[Teks Halaman]
---------------

Rss Feed
  1. Yoan Demes Kusumaningtyas.

    Monday 28 October 2013

    Bismillaahirrahmaanirrahiim :)


    Sabtu, 26 Oktober 2013

    yudhiardani.blogspot.com

                “Besok kalo aku punya anak, aku pengen ngasih nama Yoan!” seruku pada seseorang dan terbalas tawa renyah mewaliki ‘silahkan’. Arghh manusia ini, dia terlalu peka namun enggan acuh -_-. Selalu menggemaskan!
    ^O^
                “Risa!” Sapaku sembari mengulurkan tangan. Mengajukan proposal ta’aruf pada dia yang sedari tadi menatap saya dengan senyum manis dan malu malu.
                “Yoan!” balasnya. Menerima proposal saya.
                “Haha ternyata ada ya yang namanya Yoan. Nama lengkapnya sinten Nduk?” tanyaku berlanjut.
                “Yoan Demes Kusumaningtyas Mbak.” Jelasnya ramah dengan senyum yang masih mengembang, “Mba delegasi dari mana?”
                “Oh saya dari UKM hehe. Kamu prodinya apa?”
                “Bahasa Jawa mbak hehe.”
                Dan begitulah. Air perkenalan itu mengalir ringan. Dialog singkat pertukaran identitas. Menyapa arti namanya. Yoan ialah bukti cinta kedua orang tuanya, persatuan dua nama dalam bait buah hati pertama. Lalu Demes bahasa jawa penuh makna kebaikan. Kemudian mengekor Kusumaningtyas, bunga hati keluarga. Subhannallah, indah bukan?!
                Sempat terlintas nama Yoan menjurus pada nama nama kristiani. Yoanes misalnya, niat memberi nama buah hati dengan kata tersebutpun menguap seiring berjalannya logika. Sayangnya, perkenalan pagi ini membuat saya mengulas kembali nama itu. Haha melintaslah kalimat pujangga Eropa, Shakespheare, “Apalah arti sebuah nama jika mawar tetaplah harum wanginya!”
                Benar bukan? Namanya Yoan, namun menatapnya sungguh tak ada titis tak islami. Tatap teduh penuh penjagaan. Jilbab menjulur indah menutup aurat. Rok menambah keanggunan. “Subhanallah...!” batin saya menyeru kesucian.Nya.
                Lantas apa arti Narisa? Haryanti?

---------------

[Entri Data]
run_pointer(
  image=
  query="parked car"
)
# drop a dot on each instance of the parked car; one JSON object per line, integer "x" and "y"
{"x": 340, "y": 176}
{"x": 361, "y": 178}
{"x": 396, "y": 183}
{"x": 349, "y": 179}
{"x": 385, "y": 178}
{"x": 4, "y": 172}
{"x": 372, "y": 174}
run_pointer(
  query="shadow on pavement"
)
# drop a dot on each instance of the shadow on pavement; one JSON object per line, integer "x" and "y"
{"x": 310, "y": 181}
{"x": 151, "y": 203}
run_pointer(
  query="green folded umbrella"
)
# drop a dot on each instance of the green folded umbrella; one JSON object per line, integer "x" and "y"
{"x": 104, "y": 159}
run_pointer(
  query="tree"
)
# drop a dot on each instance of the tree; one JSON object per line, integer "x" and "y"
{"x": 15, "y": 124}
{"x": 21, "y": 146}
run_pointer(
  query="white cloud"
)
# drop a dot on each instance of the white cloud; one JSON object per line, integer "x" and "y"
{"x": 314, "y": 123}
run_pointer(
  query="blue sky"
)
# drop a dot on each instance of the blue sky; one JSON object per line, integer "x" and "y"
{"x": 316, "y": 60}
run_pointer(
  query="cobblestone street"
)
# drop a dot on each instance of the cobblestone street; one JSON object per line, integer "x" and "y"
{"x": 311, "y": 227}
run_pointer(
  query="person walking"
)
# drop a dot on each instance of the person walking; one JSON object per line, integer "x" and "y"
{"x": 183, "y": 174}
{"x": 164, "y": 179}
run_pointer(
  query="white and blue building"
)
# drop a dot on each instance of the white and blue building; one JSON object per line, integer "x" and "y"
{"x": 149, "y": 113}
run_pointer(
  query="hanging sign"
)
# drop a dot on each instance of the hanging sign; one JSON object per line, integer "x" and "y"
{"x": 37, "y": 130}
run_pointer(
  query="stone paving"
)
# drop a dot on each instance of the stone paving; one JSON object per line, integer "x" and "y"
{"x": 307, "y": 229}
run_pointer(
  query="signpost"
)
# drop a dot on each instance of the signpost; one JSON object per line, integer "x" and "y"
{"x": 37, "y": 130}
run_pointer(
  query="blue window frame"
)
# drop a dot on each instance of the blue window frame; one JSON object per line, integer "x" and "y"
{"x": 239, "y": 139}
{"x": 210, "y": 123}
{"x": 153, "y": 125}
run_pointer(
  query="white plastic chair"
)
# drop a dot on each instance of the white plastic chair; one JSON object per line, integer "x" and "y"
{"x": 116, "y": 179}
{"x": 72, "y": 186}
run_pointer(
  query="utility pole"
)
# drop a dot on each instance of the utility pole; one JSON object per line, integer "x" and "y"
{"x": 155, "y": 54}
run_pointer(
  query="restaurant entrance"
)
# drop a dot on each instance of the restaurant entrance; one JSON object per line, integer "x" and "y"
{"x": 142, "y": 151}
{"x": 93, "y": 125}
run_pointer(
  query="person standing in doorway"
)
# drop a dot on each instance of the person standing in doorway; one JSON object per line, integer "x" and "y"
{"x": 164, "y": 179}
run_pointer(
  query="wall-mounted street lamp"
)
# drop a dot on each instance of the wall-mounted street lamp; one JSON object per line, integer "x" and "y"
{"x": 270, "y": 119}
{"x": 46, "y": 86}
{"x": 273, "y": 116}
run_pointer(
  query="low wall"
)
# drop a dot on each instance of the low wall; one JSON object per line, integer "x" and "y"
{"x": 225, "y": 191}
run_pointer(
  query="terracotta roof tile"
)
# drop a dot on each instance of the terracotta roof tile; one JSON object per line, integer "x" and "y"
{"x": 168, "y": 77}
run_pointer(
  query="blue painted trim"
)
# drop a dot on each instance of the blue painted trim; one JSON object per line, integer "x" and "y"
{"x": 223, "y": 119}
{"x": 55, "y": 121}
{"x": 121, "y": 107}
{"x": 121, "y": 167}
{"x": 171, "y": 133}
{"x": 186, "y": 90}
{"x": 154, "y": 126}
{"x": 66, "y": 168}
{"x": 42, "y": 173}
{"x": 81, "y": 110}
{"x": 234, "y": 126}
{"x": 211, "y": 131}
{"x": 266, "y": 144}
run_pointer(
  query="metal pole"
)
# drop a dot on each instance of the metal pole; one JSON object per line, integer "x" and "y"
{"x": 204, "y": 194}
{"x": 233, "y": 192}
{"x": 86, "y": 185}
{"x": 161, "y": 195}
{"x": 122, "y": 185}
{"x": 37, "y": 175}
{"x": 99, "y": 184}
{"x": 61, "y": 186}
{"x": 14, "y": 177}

---------------

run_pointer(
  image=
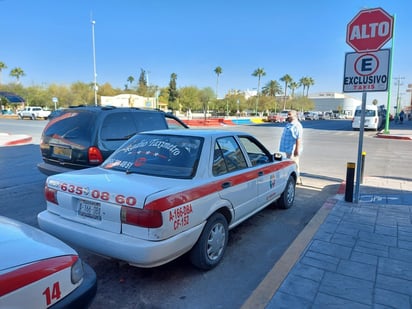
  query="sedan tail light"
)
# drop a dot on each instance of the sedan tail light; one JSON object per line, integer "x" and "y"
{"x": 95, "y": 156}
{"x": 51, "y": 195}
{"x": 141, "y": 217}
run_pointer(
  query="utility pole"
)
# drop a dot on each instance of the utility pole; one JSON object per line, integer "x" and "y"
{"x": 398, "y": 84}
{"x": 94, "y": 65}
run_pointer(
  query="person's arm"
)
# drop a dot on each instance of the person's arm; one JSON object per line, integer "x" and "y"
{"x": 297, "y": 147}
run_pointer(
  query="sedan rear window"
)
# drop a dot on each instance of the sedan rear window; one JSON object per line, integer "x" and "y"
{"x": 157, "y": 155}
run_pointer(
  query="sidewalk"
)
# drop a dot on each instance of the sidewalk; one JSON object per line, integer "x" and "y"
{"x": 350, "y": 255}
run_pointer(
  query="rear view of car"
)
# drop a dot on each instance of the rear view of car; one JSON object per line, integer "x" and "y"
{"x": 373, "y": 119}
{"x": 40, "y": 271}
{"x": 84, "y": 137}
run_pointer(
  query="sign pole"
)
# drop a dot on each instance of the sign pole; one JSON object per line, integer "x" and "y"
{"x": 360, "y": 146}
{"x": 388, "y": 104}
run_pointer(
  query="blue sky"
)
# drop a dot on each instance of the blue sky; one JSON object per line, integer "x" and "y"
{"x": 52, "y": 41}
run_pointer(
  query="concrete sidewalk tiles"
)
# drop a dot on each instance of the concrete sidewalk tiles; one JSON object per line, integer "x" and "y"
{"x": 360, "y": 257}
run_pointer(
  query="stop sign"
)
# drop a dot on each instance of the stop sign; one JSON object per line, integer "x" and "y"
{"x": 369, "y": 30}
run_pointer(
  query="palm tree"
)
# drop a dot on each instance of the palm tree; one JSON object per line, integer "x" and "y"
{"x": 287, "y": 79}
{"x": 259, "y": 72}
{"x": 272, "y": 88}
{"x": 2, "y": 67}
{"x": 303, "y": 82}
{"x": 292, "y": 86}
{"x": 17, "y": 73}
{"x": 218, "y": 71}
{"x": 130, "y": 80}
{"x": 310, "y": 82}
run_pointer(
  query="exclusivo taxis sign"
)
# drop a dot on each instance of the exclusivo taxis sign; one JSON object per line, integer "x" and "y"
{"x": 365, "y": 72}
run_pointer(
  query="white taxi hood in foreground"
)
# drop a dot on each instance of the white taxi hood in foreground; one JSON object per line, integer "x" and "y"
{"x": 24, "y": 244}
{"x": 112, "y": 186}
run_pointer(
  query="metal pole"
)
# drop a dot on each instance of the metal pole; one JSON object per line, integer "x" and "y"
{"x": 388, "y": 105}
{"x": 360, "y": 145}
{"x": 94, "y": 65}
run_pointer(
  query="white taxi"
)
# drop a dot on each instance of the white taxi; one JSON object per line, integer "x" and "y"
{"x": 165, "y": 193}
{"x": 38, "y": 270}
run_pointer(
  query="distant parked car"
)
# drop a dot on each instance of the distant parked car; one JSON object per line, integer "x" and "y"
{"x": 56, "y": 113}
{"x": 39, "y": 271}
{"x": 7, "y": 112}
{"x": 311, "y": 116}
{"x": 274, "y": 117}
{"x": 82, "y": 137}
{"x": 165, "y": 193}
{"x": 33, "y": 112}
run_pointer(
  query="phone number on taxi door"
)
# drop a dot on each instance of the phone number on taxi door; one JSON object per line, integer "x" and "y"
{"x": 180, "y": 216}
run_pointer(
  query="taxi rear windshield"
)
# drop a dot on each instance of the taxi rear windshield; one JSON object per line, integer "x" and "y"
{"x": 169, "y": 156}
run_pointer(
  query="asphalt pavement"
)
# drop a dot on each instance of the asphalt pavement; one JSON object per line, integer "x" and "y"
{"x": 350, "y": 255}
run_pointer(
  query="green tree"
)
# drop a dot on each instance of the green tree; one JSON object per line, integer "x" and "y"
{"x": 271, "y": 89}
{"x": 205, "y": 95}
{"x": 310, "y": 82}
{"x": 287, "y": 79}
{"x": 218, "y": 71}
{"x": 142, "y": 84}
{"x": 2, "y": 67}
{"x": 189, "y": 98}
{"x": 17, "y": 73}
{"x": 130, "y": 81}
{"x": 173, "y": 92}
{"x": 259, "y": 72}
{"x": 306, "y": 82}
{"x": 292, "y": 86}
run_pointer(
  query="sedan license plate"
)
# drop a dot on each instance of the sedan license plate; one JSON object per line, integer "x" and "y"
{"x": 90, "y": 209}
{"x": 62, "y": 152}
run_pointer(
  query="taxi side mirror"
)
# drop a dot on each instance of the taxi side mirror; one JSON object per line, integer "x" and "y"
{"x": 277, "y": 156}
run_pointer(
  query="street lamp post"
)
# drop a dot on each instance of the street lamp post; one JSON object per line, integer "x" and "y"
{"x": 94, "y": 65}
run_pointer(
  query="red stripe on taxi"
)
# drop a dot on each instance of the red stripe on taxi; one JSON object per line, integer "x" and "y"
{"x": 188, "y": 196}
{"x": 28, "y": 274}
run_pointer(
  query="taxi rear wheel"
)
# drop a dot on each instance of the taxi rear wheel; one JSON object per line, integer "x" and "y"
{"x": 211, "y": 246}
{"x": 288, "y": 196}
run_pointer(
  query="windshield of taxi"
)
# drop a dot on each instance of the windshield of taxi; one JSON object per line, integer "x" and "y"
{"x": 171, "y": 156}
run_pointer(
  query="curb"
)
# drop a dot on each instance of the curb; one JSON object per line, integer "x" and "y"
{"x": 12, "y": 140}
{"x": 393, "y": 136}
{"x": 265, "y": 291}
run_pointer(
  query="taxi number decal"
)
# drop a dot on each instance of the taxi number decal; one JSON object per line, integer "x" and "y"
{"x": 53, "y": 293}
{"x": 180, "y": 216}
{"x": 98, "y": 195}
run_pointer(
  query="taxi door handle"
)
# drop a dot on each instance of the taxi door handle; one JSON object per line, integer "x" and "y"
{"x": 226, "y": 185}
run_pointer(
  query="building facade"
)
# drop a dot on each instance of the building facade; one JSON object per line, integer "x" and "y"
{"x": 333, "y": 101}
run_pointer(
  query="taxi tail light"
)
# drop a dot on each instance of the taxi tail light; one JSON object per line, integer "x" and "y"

---------------

[Yang Diminta]
1. Temukan semua baris dalam data yang memuat kata "lamp", dengan huruf besar dan kecil dibedakan, lalu salin baris-baris itu.
2. Teruskan tulisan tentang perkenalan dengan Yoan, dimulai setelah kalimat terakhirnya.

[Hasil Tugas]
1.
  query="wall-mounted street lamp"
# drop a dot on each instance of the wall-mounted street lamp; one JSON object per line, integer "x" and "y"
  query="street lamp post"
# drop a dot on each instance of the street lamp post; one JSON object per line, integer "x" and "y"

2.
                Dua kata pemberian mendiang Biyung. Salah satu hal terindah yang beliau wariskan. Nama saya. Hmm tanpa maksud menidak-artikan nama pemberian beliau, hingga saat ini saya belum tau makna dibalik judul diri ini. Lagi lagi logika mulai bekerja, Narisa wakil atas serpihan nama dari Bunda, Nariyah. Haryanti? Bahwa saya perempuan. Haahha sesederhana mawar yang merah itu beranda rumah, sesederhana itu saya mengartikan judul diri.
                Hingga masanya saya paham. Bahwa disana, di kartu kartu identias, di baris pertama, yang jelas terpampang sebagai panggilan raga bernyawa hingg yang terpampang di papan lahat kelak, adalah percikan doa penuh cinta. Bahwa nama adalah titipan doa sepanjang masa usia. Bahwa nama selalu memiliki makna penyandangnya, entah tentang pembuktian cinta, penghidup harapan, penyemaian doa, atau sebatas pemancar keindahan. Selalu ada makna dibalik sebuah nama.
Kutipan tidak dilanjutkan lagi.